Exercise prompt:
Return every line from the records below that has the word "sandy".
Top of Extracted records
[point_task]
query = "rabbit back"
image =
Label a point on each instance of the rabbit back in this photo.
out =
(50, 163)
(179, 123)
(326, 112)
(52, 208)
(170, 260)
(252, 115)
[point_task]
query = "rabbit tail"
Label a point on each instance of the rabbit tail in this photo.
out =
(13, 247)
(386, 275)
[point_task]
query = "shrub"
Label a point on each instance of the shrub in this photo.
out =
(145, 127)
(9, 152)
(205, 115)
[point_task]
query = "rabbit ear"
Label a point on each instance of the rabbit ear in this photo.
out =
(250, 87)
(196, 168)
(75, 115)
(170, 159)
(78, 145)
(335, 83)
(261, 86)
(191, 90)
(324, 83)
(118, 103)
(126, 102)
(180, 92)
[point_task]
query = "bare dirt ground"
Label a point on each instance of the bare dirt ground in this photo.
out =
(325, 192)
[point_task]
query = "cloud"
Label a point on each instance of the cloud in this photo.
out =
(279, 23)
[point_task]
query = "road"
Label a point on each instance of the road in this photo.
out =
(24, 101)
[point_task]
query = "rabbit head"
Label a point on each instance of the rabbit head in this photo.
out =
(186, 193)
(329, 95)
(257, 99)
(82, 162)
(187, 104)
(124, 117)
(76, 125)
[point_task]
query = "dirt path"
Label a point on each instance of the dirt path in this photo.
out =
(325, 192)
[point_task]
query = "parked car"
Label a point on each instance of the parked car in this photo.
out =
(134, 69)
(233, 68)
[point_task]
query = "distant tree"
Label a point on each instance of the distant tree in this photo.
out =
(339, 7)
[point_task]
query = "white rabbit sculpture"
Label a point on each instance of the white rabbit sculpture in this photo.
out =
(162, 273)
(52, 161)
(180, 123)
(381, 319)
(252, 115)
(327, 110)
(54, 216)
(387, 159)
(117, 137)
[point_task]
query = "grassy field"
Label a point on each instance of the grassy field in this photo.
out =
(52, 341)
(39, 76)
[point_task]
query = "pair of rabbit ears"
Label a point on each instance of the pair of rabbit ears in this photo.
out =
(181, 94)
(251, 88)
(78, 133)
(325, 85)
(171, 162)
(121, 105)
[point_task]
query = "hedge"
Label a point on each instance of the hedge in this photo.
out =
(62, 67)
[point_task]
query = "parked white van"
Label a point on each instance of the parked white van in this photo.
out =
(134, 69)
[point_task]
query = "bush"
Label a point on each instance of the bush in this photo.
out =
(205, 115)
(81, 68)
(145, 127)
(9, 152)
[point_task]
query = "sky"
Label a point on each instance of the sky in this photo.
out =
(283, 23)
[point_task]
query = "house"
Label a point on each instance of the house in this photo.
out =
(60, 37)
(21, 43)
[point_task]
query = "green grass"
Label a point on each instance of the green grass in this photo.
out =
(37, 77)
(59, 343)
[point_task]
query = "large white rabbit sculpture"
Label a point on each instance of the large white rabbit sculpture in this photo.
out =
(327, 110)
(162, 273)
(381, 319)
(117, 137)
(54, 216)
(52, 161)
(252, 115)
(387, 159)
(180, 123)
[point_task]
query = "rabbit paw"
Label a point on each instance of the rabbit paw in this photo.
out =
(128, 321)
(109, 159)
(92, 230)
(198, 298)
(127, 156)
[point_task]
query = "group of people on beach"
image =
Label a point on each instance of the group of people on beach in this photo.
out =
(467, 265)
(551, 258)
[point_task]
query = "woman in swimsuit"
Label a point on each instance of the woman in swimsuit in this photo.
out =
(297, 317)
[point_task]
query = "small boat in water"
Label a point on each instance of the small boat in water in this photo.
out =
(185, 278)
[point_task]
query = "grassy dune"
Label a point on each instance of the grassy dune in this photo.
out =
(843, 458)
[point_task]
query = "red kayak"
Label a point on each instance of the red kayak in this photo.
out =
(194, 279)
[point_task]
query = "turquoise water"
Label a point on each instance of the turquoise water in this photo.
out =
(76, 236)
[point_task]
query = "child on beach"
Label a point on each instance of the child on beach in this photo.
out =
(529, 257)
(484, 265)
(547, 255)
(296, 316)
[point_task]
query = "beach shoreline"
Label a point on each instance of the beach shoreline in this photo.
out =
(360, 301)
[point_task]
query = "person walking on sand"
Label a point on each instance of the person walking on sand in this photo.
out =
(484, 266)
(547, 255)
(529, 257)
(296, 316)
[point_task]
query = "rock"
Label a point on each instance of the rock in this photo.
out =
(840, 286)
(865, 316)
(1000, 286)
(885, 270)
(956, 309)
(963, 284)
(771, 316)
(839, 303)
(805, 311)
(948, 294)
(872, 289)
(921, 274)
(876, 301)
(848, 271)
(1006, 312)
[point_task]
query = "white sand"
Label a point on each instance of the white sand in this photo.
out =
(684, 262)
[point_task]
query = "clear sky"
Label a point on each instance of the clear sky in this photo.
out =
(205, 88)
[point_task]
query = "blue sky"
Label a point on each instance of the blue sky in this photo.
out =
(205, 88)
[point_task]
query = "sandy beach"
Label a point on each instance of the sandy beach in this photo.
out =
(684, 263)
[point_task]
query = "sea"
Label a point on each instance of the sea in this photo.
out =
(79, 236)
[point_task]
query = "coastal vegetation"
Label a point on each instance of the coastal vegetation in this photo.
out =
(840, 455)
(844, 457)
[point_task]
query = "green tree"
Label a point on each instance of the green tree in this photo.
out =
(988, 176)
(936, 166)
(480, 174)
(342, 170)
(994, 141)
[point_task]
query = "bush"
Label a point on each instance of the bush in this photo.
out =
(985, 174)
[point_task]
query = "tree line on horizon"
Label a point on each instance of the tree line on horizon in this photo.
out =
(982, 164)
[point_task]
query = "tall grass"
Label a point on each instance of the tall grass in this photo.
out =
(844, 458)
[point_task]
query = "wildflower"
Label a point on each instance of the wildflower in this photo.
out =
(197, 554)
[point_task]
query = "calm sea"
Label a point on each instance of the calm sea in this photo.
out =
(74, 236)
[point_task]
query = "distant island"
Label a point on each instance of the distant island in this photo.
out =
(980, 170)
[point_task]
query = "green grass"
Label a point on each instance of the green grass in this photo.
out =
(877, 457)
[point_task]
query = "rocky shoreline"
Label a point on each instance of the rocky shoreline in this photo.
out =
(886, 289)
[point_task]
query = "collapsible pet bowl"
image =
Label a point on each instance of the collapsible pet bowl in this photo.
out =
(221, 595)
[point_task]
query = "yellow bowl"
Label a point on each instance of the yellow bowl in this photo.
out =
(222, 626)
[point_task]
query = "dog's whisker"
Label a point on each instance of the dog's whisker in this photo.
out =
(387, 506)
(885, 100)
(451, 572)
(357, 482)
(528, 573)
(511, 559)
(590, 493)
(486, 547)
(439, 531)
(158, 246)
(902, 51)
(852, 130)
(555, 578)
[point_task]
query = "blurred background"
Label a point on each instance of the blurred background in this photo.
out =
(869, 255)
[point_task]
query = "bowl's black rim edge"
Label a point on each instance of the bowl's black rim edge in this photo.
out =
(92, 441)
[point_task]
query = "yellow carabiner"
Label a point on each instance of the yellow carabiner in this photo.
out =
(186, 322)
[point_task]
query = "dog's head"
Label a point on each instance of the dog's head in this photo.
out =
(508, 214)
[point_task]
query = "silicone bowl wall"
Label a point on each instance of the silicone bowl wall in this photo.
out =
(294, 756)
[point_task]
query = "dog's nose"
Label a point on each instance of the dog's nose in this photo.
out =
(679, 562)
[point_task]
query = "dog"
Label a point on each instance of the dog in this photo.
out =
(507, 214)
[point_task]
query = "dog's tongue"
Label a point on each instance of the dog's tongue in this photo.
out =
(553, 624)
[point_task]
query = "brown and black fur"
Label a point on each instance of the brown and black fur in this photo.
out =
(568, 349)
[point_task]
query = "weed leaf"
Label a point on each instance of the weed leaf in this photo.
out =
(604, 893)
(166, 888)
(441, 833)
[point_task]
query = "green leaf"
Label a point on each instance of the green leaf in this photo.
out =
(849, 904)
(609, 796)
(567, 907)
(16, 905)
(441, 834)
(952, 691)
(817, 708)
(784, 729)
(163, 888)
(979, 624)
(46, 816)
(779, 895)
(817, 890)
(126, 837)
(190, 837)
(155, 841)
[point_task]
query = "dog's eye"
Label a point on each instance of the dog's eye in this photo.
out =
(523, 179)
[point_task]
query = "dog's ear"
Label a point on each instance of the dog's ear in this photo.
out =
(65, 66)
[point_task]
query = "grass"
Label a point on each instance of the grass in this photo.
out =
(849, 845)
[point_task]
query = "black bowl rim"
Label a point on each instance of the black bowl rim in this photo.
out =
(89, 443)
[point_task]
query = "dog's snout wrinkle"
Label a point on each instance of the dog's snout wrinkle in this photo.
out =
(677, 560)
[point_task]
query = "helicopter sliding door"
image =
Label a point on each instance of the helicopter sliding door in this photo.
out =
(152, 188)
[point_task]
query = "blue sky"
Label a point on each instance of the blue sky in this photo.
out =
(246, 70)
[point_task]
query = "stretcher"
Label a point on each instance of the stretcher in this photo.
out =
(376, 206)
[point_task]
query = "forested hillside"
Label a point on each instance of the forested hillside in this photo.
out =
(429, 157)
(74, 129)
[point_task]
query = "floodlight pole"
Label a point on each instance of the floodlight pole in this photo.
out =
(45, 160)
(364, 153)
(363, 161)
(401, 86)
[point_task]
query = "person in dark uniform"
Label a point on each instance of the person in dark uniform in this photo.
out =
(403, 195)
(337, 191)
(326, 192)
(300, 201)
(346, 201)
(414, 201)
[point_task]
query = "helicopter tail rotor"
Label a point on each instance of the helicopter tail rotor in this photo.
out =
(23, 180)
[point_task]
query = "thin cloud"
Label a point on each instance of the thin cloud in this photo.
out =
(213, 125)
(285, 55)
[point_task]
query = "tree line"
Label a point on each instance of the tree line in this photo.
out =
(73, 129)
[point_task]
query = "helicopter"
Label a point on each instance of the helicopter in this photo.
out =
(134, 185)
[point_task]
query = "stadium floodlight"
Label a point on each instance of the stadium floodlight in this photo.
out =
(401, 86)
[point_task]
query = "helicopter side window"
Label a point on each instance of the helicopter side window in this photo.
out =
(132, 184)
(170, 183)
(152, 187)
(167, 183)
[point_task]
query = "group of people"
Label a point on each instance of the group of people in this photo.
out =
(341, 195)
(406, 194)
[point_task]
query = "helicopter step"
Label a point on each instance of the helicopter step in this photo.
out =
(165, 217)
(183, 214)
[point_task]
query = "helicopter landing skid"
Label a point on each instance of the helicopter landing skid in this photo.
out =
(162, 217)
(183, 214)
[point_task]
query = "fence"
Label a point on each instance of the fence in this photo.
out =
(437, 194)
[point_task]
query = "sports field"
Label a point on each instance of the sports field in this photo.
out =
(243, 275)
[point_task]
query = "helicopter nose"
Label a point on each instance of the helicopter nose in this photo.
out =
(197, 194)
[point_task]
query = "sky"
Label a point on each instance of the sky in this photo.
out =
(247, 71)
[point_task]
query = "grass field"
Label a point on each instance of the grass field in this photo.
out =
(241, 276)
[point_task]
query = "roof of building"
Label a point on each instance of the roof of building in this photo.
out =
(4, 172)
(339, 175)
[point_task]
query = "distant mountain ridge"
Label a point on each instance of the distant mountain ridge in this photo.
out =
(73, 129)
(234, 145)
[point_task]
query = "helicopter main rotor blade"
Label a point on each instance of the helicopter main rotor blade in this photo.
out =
Bottom of Extracted records
Expected answer:
query = "sandy beach"
Label a point on each instance of the sandy beach in this photo.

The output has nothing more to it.